— Work instruction —
Write out every record below exactly as it appears.

[[ Source records, beginning ]]

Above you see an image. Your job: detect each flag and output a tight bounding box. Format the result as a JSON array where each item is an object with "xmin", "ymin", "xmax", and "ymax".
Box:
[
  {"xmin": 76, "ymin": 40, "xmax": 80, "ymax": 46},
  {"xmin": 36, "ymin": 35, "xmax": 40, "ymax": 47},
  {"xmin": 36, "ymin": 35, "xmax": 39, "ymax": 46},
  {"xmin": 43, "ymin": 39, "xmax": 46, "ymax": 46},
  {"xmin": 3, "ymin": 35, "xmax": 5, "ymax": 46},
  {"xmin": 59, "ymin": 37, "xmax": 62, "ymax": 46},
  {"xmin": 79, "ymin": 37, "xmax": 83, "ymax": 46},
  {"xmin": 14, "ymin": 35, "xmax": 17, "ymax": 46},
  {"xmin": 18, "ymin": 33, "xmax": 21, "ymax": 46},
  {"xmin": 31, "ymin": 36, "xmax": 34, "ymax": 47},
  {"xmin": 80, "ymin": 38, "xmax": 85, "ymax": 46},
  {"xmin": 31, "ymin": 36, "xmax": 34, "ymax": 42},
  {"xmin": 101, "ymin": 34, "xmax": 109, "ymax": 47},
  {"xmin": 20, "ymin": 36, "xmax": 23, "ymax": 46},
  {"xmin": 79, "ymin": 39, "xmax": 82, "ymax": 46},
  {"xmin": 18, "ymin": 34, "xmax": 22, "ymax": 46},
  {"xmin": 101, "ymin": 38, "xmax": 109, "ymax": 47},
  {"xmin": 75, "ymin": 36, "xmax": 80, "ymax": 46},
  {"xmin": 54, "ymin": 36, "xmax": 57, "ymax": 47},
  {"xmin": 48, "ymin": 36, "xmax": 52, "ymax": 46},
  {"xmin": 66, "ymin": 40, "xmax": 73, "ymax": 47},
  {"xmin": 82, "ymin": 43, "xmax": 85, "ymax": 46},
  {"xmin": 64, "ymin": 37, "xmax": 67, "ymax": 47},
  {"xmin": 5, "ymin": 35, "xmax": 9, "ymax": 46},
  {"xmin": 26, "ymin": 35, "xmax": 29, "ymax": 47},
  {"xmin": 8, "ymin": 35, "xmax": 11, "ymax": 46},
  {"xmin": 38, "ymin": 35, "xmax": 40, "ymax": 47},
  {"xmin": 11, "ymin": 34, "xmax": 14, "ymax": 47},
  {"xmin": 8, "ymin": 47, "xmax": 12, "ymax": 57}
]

[[ Source records, end ]]

— Reply to the exercise —
Above you see an image. Your job: detect each flag and output a tight bounding box. Format the result as a JSON array where each item is an object with "xmin", "ymin", "xmax", and "ymax".
Box:
[
  {"xmin": 76, "ymin": 40, "xmax": 80, "ymax": 46},
  {"xmin": 36, "ymin": 35, "xmax": 40, "ymax": 47},
  {"xmin": 36, "ymin": 35, "xmax": 39, "ymax": 46},
  {"xmin": 43, "ymin": 39, "xmax": 46, "ymax": 46},
  {"xmin": 3, "ymin": 35, "xmax": 5, "ymax": 46},
  {"xmin": 59, "ymin": 37, "xmax": 62, "ymax": 46},
  {"xmin": 79, "ymin": 37, "xmax": 83, "ymax": 46},
  {"xmin": 14, "ymin": 35, "xmax": 17, "ymax": 46},
  {"xmin": 18, "ymin": 33, "xmax": 21, "ymax": 46},
  {"xmin": 31, "ymin": 36, "xmax": 34, "ymax": 47},
  {"xmin": 80, "ymin": 38, "xmax": 85, "ymax": 46},
  {"xmin": 31, "ymin": 36, "xmax": 34, "ymax": 42},
  {"xmin": 101, "ymin": 34, "xmax": 109, "ymax": 47},
  {"xmin": 20, "ymin": 36, "xmax": 23, "ymax": 46},
  {"xmin": 79, "ymin": 39, "xmax": 82, "ymax": 46},
  {"xmin": 18, "ymin": 34, "xmax": 22, "ymax": 46},
  {"xmin": 101, "ymin": 38, "xmax": 109, "ymax": 47},
  {"xmin": 75, "ymin": 36, "xmax": 80, "ymax": 46},
  {"xmin": 54, "ymin": 36, "xmax": 57, "ymax": 47},
  {"xmin": 48, "ymin": 36, "xmax": 52, "ymax": 46},
  {"xmin": 66, "ymin": 40, "xmax": 73, "ymax": 47},
  {"xmin": 82, "ymin": 43, "xmax": 85, "ymax": 46},
  {"xmin": 64, "ymin": 37, "xmax": 67, "ymax": 47},
  {"xmin": 5, "ymin": 35, "xmax": 9, "ymax": 46},
  {"xmin": 26, "ymin": 35, "xmax": 29, "ymax": 47},
  {"xmin": 8, "ymin": 35, "xmax": 11, "ymax": 46},
  {"xmin": 38, "ymin": 35, "xmax": 40, "ymax": 47},
  {"xmin": 11, "ymin": 34, "xmax": 14, "ymax": 47},
  {"xmin": 8, "ymin": 47, "xmax": 12, "ymax": 57}
]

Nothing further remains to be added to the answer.